- REQUIREMENT -
Please reproduce every one of the records below word for word, leaving out the pictures.

- STORED DATA -
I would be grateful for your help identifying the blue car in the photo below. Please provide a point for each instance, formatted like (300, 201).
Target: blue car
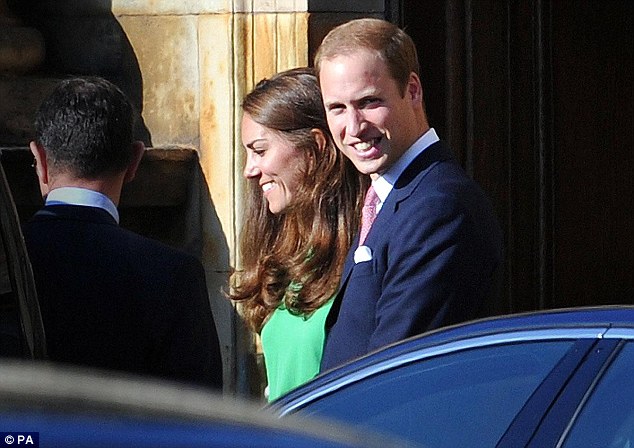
(561, 378)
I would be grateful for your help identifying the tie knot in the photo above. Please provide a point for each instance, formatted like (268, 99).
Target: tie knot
(371, 198)
(368, 213)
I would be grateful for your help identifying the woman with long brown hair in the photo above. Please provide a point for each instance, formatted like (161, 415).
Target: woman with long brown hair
(302, 213)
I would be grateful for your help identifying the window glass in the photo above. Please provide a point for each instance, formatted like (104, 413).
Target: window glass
(607, 418)
(10, 330)
(467, 398)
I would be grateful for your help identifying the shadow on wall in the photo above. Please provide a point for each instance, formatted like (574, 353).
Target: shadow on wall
(82, 37)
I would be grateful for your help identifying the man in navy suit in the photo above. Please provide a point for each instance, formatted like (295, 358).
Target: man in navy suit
(433, 254)
(110, 298)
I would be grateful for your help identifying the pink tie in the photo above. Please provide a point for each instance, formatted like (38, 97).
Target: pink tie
(368, 214)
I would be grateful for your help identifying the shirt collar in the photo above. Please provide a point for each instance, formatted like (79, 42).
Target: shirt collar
(385, 182)
(82, 196)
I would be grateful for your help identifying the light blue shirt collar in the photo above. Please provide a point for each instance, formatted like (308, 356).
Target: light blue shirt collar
(384, 184)
(82, 196)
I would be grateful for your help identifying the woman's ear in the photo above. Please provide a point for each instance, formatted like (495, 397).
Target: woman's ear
(320, 138)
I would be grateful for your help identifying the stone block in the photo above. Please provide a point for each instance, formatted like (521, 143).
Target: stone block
(166, 50)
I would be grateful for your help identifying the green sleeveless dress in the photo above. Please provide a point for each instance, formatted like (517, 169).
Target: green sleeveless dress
(293, 345)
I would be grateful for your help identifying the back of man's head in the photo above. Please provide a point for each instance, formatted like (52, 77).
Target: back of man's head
(86, 127)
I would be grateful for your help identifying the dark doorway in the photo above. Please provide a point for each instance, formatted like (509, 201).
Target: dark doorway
(536, 99)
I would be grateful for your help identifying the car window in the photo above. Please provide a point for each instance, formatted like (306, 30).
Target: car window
(609, 407)
(10, 331)
(466, 398)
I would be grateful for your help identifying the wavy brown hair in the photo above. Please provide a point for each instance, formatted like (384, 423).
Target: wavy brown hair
(308, 241)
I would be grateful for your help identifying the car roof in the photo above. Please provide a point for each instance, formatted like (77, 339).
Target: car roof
(55, 394)
(591, 321)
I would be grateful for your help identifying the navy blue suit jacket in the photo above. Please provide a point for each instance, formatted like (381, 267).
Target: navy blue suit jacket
(436, 256)
(116, 300)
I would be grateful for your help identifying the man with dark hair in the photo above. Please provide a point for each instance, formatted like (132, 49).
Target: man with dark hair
(430, 248)
(110, 298)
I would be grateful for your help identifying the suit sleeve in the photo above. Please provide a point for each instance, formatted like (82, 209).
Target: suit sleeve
(192, 349)
(429, 267)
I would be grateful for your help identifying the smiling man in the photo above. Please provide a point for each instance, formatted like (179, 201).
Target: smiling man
(434, 251)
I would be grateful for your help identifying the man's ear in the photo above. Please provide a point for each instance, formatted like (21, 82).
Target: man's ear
(319, 137)
(138, 149)
(414, 88)
(40, 164)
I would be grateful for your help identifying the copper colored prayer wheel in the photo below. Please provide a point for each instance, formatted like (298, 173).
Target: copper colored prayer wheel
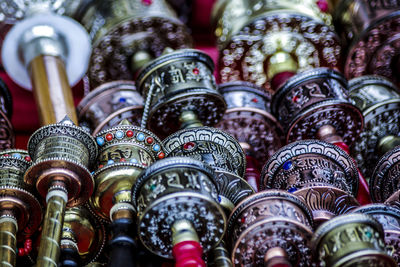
(310, 163)
(110, 103)
(270, 228)
(351, 240)
(370, 29)
(266, 42)
(124, 151)
(180, 92)
(248, 118)
(389, 218)
(326, 202)
(315, 105)
(177, 201)
(379, 100)
(128, 33)
(385, 181)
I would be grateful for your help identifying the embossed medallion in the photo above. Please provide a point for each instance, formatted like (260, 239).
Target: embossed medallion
(310, 163)
(270, 220)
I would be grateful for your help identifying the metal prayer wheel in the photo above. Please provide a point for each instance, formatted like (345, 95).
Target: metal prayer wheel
(128, 33)
(20, 211)
(83, 236)
(177, 203)
(7, 138)
(248, 118)
(351, 240)
(180, 87)
(310, 163)
(389, 218)
(266, 42)
(219, 150)
(124, 151)
(270, 228)
(109, 104)
(61, 154)
(315, 105)
(379, 101)
(46, 52)
(384, 181)
(370, 29)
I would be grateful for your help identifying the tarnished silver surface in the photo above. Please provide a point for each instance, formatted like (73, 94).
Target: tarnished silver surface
(379, 101)
(315, 98)
(310, 163)
(177, 188)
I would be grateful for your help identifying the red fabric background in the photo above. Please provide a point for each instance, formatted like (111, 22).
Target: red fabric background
(25, 117)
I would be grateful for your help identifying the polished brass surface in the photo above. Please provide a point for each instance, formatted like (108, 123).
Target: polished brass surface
(351, 240)
(176, 189)
(86, 231)
(176, 84)
(124, 151)
(51, 89)
(8, 240)
(49, 250)
(270, 220)
(127, 33)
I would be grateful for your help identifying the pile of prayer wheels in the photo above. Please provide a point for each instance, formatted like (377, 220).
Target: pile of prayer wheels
(288, 158)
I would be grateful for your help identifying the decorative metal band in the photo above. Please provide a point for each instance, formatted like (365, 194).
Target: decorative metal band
(122, 28)
(310, 162)
(109, 104)
(357, 235)
(128, 143)
(277, 219)
(380, 103)
(205, 140)
(249, 55)
(326, 202)
(77, 144)
(231, 17)
(385, 179)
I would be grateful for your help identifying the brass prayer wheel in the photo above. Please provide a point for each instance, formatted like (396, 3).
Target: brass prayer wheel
(310, 163)
(128, 33)
(7, 138)
(45, 52)
(124, 151)
(83, 233)
(389, 218)
(384, 181)
(266, 42)
(351, 240)
(177, 200)
(180, 87)
(271, 227)
(219, 150)
(249, 120)
(20, 211)
(109, 104)
(371, 32)
(315, 105)
(61, 154)
(379, 101)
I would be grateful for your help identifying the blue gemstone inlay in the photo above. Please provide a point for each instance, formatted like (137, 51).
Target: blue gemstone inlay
(140, 137)
(288, 165)
(156, 147)
(100, 141)
(119, 134)
(17, 155)
(292, 190)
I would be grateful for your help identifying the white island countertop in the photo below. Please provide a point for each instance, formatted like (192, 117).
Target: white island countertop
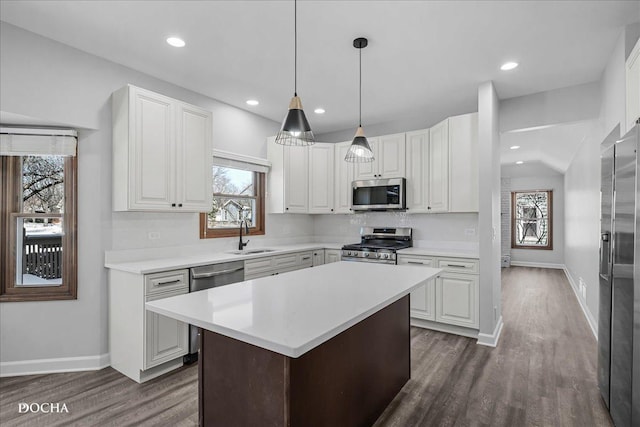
(295, 312)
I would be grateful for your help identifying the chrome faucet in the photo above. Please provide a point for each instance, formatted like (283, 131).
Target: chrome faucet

- FINISHED TASK -
I would be grateful for your help identifying the blue car in the photo below. Please provide a point for each instance, formatted like (300, 201).
Target: blue car
(561, 378)
I would be grateful for your help identifying the tie knot in the photo above. Please provide a point for each instance, formatted like (268, 99).
Target: tie knot
(371, 198)
(368, 213)
I would be grateful for your help identifying the woman with long brown hair in the photo above. Please provide a point for each instance, formatted like (161, 415).
Target: woman with long brown hair
(302, 213)
I would be grateful for your help identifying the window glass in the photo above. Please provide a point for each instance, formatted like (104, 413).
Target: window glass
(607, 418)
(10, 330)
(467, 398)
I would be grateful for your help identifying the shadow on wall in the photo above. Please provide a point for each instance, formatted like (574, 353).
Target: shadow on wall
(82, 37)
I would be grateful for your help identifying the man in navy suit in the photo above. Please provide a point for each instance, formatted like (295, 358).
Target: man in navy suit
(433, 254)
(110, 298)
I would be grateful for your help identifying the pink tie in the photo above. Please provide a point for each instance, formatted like (38, 97).
Target: pink tie
(368, 214)
I would be grateful for your help identifying the shirt collar in the photo above. Please provide a point for each instance, formatted like (79, 42).
Target: shirt collar
(385, 182)
(82, 196)
I would be grateful for your help identifying the light blue shirt collar in the photo above. Please provide a point for each instance, formatted like (308, 356).
Target: light blue shirt collar
(384, 184)
(82, 196)
I would be grateful for your help identifying the woman's ear in the photo above. Please provide a point for each instance, formatted like (495, 397).
Target: woman's ear
(320, 138)
I would be grateful for your help identifying the stone block in the photo above. Please provide a point for each instance, formatted like (521, 143).
Target: stone block
(166, 50)
I would be grateful for your help identifying the green sleeveless dress in the photo above. Please provide a point for each instance, formatted like (517, 169).
Target: green sleeveless dress
(293, 345)
I would be grateful for your help identifying the back of man's head in the photo above. Please provide a point for each instance, formatted like (52, 77).
Target: back of man's head
(86, 127)
I would be grateful for your help identifying the dark doorway in the photo above. Please provide a point for each instance, formatted like (509, 201).
Target: dark doorway
(536, 99)
I would be grateful for your help identifying the car window in the photo above. Please provide a point for each instance, formatted like (306, 30).
Target: car window
(609, 407)
(10, 331)
(466, 398)
I would be grateful for your help identifying the wavy brown hair in the photo above. Please provide a point for each instance, formatted like (384, 423).
Target: wavy brown hair
(308, 241)
I would be grateful for your help identifying the car roof in the photo above. Please provide a point for each instance, formatted like (77, 339).
Target: car roof
(55, 394)
(591, 321)
I would be grateful for your help identifying the navy blue suit jacket in the photo above. Please provide a point for each instance, formatted like (381, 267).
Target: navy blue suit jacket
(436, 256)
(116, 300)
I would be grateful for your help identifying the man with dark hair in the photo above. Please provide a point for each instance, formatted like (132, 49).
Target: man with dark hair
(430, 248)
(110, 298)
I would be grateful for your help identifying the suit sleeve in the photo above. Please provide a point for each instance, formatted like (82, 209).
Target: suit sleeve
(192, 349)
(429, 267)
I would be grateful for your help identifying the smiling man in the photo above. Please provide a point for each instance, formatted like (179, 201).
Target: smiling man
(434, 251)
I would be grateful for your help identifying the man's ear in the photo above. Please provide a point for each instance, formatted like (21, 82).
Target: man's ear
(319, 137)
(138, 149)
(414, 88)
(40, 164)
I would be grateful for your help identifying the copper colored prayer wheel in the photo below. Please provide a point for each instance, formatted like (298, 173).
Target: copper colored prayer wheel
(310, 163)
(110, 103)
(270, 228)
(351, 240)
(370, 29)
(266, 42)
(124, 151)
(180, 92)
(248, 118)
(389, 218)
(326, 202)
(315, 105)
(177, 201)
(379, 100)
(128, 33)
(385, 181)
I would be grateful for your help identifying the embossed medallion in the photo above. Please provide a point for each instance, formatted like (260, 239).
Target: embossed medallion
(310, 163)
(270, 220)
I would be grateful for your help identifying the metal prayer wheel in the photo above. Please provide a point for each instance, formatted like (345, 95).
Target: metal prayer wheel
(128, 33)
(20, 211)
(83, 236)
(177, 203)
(7, 138)
(248, 118)
(351, 240)
(180, 87)
(310, 163)
(389, 218)
(266, 42)
(219, 150)
(124, 151)
(270, 228)
(109, 104)
(61, 154)
(315, 105)
(379, 101)
(46, 52)
(384, 181)
(370, 29)
I would be grateful for your help identifying the tarnished silver surface in the photo above. Please provide a point for each instance, formatted like (73, 94).
Target: tarnished silver surface
(379, 101)
(315, 98)
(310, 163)
(177, 188)
I would be grateful for your help identifying the red fabric background in the photo above. Please provide a point for each instance, formatted like (111, 22).
Target: red fabric background
(25, 117)
I would be grateful for your help identifying the polished brass surface in the photo above. Please provide a point for each instance, formatted like (108, 123).
Target: polished brass surface
(351, 240)
(176, 189)
(86, 231)
(176, 84)
(124, 151)
(51, 89)
(8, 240)
(49, 250)
(270, 220)
(127, 33)
I would be grateful for your help identifying the pile of prayer wheels in the photo above. Please provide a point for each instance, formatted like (377, 220).
Target: pile of prayer wheels
(288, 158)
I would be grateful for your help identifying the decorative metal band in the photo above. Please provide a point for each instance, formatted like (365, 194).
Target: decorative metal band
(122, 28)
(310, 162)
(109, 104)
(357, 235)
(128, 143)
(277, 219)
(380, 103)
(205, 140)
(249, 55)
(326, 202)
(77, 144)
(231, 17)
(385, 179)
I would be grateful for your help identifying the brass prayer wheel in the photo above. Please provide a point for each instance, formatted like (396, 3).
Target: brass prayer wheel
(310, 163)
(128, 33)
(7, 138)
(45, 52)
(124, 151)
(83, 233)
(389, 218)
(384, 181)
(266, 42)
(351, 240)
(177, 200)
(180, 87)
(271, 227)
(219, 150)
(249, 120)
(20, 211)
(109, 104)
(371, 32)
(315, 105)
(61, 154)
(379, 101)
I would be grateful for your help identifying the blue gemstone inlay in the photo above. Please provide a point for each instance, formatted like (137, 51).
Target: blue gemstone inlay
(140, 137)
(288, 165)
(156, 147)
(100, 141)
(119, 134)
(17, 155)
(292, 190)
I would be grateful for your help identifying the white island countertop in the photo below. Please provide a point for each instance, formatted like (192, 117).
Target: white island countertop
(295, 312)
I would be grateful for your help identifying the chrome faucet in the photo above. Please provide a point for each instance, formatted like (283, 131).
Target: chrome faucet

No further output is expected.